Supplied passage –
* * * * * * * * *

The head of the Brazilian Central Bank’s Economic Department, Tulio Maciel, said that the result was surprising. “It’s a result that caused a surprise. We were on track to achieve it, but it came a little earlier than what the numbers were showing. Our estimation called for a deficit of $1 billion [in April].”
In the same month of last year, there was a deficit of $6.842 billion in current account. From January to April of 2016, there was also a deficit of $7.166 billion, against $31.941 billion in the same period of 2015.
Among the items within current accounts, the primary income account (profits and dividends, payments on interest rates and wages) presented a deficit of $1.933 billion last month. The services account (international traveling, transports, equipment rental and insurance, among others) presented a deficit of $2.521 billion.
The secondary income account (revenues generated in an economy and distributed to other in the form of donations and dollar remittances, without the return in services or goods) presented a surplus of $219 million.

* * * * * * * * *

Given records –
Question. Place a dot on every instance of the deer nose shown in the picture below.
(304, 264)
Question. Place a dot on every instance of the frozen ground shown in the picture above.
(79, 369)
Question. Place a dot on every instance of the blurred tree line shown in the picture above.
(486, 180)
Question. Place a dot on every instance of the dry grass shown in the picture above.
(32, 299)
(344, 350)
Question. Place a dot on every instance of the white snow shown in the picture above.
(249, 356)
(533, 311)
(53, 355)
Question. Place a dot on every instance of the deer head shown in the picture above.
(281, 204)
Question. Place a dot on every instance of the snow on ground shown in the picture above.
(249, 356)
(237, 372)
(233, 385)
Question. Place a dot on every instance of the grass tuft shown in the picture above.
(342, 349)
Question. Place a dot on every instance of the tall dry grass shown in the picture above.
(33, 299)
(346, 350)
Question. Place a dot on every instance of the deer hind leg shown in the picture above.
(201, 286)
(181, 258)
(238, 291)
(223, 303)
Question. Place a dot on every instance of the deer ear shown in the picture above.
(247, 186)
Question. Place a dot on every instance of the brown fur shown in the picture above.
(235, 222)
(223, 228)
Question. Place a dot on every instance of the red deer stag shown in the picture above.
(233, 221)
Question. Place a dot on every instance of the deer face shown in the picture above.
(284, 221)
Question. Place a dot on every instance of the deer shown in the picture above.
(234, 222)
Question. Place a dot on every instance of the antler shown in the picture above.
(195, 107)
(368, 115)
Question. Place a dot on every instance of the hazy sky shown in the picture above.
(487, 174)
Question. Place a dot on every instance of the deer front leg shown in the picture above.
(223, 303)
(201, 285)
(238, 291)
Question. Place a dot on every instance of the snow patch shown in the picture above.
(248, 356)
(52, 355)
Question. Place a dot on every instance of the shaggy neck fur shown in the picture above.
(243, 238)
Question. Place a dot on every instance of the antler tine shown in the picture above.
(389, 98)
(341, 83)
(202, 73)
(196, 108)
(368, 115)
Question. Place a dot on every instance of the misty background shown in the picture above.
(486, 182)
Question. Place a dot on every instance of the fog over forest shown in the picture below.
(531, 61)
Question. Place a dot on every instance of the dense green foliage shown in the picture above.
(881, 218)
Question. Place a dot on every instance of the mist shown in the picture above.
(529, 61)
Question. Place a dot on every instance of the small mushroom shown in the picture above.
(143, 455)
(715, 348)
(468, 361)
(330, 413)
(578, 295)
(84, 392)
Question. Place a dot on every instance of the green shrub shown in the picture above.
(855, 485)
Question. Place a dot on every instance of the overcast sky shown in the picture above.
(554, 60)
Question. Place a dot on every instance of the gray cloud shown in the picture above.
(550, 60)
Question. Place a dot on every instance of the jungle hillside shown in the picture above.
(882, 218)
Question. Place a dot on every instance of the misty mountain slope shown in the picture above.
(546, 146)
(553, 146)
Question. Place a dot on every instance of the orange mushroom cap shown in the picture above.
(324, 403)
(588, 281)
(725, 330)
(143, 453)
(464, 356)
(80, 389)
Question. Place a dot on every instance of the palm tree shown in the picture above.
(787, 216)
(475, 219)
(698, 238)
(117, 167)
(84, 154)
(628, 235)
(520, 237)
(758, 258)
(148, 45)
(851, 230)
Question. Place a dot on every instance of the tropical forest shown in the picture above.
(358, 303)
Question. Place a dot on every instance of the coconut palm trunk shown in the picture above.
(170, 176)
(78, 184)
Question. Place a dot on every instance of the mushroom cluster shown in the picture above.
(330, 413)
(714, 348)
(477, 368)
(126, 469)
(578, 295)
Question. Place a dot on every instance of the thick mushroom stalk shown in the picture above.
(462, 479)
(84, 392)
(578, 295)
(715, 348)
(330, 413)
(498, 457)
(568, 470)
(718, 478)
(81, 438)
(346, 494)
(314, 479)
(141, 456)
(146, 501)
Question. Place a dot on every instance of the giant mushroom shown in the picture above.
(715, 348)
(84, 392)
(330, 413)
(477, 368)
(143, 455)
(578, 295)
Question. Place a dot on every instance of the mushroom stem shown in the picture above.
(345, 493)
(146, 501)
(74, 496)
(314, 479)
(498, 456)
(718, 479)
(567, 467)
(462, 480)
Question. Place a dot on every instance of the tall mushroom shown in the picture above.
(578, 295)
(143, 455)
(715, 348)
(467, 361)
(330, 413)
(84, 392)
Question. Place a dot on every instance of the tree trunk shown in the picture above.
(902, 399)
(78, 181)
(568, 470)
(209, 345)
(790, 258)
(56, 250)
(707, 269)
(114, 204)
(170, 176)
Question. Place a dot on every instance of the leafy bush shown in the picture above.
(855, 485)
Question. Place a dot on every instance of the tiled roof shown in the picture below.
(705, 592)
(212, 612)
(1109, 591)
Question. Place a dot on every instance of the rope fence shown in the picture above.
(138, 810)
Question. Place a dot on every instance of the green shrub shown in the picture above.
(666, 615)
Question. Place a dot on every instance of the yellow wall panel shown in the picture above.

* * * * * * * * *

Set problem 1 –
Repeat the stretch of the Brazilian current account text from "Among the items" through "of $219 million.", word for word.
Set problem 2 –
Does each statement below agree with the Brazilian current account text? Answer yes or no for each, quoting the words of the text that decide it.
(a) The services account showed a deficit of $2.521 billion.
(b) The secondary income account showed a deficit.
(c) The estimation for April called for a deficit of $1 billion.
Set problem 3 –
Which accounts within current accounts does the Brazilian current account text name? List every one.

Correct answer 1 –
Among the items within current accounts, the primary income account (profits and dividends, payments on interest rates and wages) presented a deficit of $1.933 billion last month. The services account (international traveling, transports, equipment rental and insurance, among others) presented a deficit of $2.521 billion.
The secondary income account (revenues generated in an economy and distributed to other in the form of donations and dollar remittances, without the return in services or goods) presented a surplus of $219 million.

Correct answer 2 –
(a) Yes: "The services account (international traveling, transports, equipment rental and insurance, among others) presented a deficit of $2.521 billion."
(b) No: "presented a surplus of $219 million."
(c) Yes: "Our estimation called for a deficit of $1 billion [in April]."

Correct answer 3 –
- Primary income account
- Services account
- Secondary income account